O ato ímprobo cometido pelo agente, além das cominações cíveis, também será punido de acordo com as normas legais previstas na esfera administrativa, cível e penal, conforme o caso, independentemente do ressarcimento ao erário do dano que porventura vier a causar o agente. Também, prevê a Lei, que a sua aplicação independe da efetiva ocorrência de dano ao patrimônio público.

No crime de improbidade administrativa, o sujeito ativo é o agente público, figurando a Administração como sujeito passivo. No direito processual esta situação se inverte, ou seja, a Administração Pública passa a figurar como o sujeito ativo da ação e o agente público, causador do dano, figura como o sujeito passivo da ação.

A apuração de qualquer ilícito previsto na Lei n°. 8.429/92 poderá ser requerida pelo Ministério Público através da instauração de inquérito policial ou de procedimento administrativo correspondente, dependendo do ilícito cometido pelo agente estar previsto e passível de sanção legal em uma ou em ambas dessas esferas jurídicas.

A legitimidade da ação principal está reservada, expressamente, no artigo 17 da Lei 8.429/92, ao representante do Ministério Público e à Fazenda Pública pela sua procuradoria.

A ação principal, que terá o rito ordinário, será proposta pelo Ministério Público ou pela pessoa jurídica interessada, dentro de trinta dias da efetivação da medida cautelar.

○ ○ ○ ○

**O QUE FAZER**
Como fica o trecho sobre improbidade administrativa, começando em "A ação principal, que" e seguindo até "da medida cautelar.", se você o editar substituindo "trinta dias" por "quinze dias"? As linhas abaixo vêm de outra fonte.

**LINHAS ARMAZENADAS**
○ ○ ○ ○

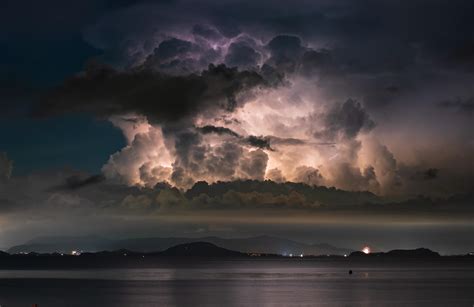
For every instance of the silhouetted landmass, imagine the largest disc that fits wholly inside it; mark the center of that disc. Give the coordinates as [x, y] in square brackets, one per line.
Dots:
[203, 251]
[259, 244]
[400, 253]
[200, 249]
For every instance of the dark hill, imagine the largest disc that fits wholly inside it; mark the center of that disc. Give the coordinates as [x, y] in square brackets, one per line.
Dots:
[200, 249]
[399, 253]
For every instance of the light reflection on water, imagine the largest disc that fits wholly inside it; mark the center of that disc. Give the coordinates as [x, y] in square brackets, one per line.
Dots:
[243, 283]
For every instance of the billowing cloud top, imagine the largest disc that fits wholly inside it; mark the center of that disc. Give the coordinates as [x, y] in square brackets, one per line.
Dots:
[356, 95]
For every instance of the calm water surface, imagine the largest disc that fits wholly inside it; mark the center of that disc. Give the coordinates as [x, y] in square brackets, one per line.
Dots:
[244, 283]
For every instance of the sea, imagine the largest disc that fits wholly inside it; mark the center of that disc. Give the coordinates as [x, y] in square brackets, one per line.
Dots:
[245, 282]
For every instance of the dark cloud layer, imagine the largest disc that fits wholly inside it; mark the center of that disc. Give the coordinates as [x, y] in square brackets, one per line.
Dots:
[104, 91]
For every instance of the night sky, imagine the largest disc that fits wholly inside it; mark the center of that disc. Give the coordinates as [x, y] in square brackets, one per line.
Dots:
[344, 122]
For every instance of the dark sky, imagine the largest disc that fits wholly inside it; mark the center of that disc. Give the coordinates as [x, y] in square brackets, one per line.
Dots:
[114, 109]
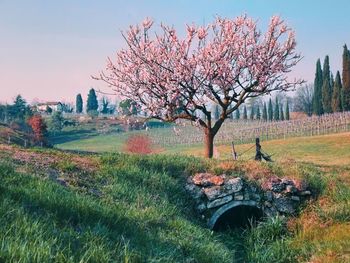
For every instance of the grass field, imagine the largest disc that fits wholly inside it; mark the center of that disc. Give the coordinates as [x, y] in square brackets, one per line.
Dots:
[63, 207]
[325, 149]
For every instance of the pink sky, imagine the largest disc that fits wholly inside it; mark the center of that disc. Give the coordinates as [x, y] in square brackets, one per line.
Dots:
[49, 50]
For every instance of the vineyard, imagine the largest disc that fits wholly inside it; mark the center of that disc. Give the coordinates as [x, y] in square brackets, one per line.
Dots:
[245, 131]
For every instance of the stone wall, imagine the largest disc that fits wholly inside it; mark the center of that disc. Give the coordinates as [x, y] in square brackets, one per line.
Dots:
[216, 194]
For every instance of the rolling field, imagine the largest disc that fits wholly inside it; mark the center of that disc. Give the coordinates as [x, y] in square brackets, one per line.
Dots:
[64, 207]
[324, 149]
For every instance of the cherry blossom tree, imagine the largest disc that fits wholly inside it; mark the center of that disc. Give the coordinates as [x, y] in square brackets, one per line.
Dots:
[225, 63]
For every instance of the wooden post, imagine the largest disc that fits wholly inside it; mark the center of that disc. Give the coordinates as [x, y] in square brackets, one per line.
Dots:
[258, 150]
[234, 153]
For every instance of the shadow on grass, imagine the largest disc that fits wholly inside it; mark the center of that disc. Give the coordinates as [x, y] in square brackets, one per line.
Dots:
[68, 136]
[148, 239]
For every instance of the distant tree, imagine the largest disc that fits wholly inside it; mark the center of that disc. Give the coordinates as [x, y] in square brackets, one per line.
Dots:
[245, 113]
[258, 114]
[92, 104]
[79, 104]
[238, 114]
[281, 113]
[326, 87]
[264, 116]
[252, 112]
[346, 79]
[66, 107]
[317, 98]
[337, 92]
[303, 101]
[105, 104]
[277, 110]
[128, 107]
[270, 110]
[48, 110]
[57, 121]
[287, 111]
[39, 128]
[227, 62]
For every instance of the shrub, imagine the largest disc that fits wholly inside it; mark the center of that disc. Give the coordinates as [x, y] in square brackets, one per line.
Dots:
[39, 128]
[140, 144]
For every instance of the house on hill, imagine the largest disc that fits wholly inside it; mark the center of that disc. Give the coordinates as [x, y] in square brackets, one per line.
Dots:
[54, 106]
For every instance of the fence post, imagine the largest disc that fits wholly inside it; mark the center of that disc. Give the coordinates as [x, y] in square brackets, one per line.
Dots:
[257, 149]
[234, 153]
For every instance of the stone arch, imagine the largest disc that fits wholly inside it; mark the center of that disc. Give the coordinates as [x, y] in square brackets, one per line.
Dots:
[231, 205]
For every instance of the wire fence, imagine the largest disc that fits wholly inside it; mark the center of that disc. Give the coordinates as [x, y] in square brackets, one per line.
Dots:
[245, 131]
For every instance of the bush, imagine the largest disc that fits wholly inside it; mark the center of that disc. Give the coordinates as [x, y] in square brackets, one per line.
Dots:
[140, 144]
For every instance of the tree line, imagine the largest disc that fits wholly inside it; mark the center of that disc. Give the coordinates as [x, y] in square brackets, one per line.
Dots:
[266, 111]
[331, 94]
[93, 108]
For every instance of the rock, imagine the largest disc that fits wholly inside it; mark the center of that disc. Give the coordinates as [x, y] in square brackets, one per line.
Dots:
[291, 189]
[271, 211]
[287, 181]
[207, 179]
[220, 201]
[234, 184]
[300, 185]
[201, 207]
[256, 197]
[195, 191]
[239, 196]
[213, 192]
[267, 204]
[284, 205]
[304, 193]
[295, 198]
[278, 187]
[269, 196]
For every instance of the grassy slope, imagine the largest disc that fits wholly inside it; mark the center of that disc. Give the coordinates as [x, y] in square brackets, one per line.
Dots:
[134, 209]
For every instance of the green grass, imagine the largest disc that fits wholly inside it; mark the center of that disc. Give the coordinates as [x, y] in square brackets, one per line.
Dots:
[143, 215]
[135, 209]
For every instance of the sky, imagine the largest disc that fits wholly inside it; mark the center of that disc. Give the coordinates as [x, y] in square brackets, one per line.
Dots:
[50, 49]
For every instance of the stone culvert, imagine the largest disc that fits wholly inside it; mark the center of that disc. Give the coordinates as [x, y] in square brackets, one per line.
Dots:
[226, 200]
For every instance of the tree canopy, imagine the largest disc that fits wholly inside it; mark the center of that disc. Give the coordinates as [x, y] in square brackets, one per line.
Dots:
[224, 63]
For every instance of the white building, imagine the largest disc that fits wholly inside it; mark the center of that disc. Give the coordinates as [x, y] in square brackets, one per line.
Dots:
[55, 106]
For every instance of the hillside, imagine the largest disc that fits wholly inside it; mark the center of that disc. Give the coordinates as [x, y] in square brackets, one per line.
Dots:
[64, 207]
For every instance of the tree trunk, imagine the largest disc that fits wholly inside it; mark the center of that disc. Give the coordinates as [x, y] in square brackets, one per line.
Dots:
[209, 143]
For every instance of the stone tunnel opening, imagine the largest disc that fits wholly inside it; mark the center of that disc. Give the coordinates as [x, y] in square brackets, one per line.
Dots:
[241, 216]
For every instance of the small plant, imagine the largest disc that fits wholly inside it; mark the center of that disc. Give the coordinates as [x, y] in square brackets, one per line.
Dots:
[140, 144]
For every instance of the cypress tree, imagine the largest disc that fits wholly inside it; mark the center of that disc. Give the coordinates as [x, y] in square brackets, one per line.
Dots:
[277, 110]
[231, 115]
[92, 104]
[281, 113]
[317, 98]
[79, 104]
[270, 110]
[252, 112]
[287, 111]
[346, 79]
[238, 114]
[326, 87]
[258, 114]
[264, 112]
[336, 96]
[245, 114]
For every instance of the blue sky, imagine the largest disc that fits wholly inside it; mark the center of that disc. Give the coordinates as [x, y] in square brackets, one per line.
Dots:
[49, 49]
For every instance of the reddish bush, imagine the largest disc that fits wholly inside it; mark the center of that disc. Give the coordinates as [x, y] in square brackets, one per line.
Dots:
[140, 144]
[39, 128]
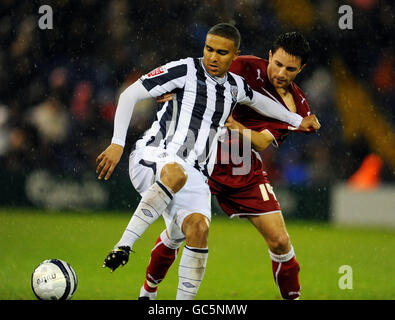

○ ○ ○ ○

**RESOLUÇÃO**
A ação principal, que terá o rito ordinário, será proposta pelo Ministério Público ou pela pessoa jurídica interessada, dentro de quinze dias da efetivação da medida cautelar.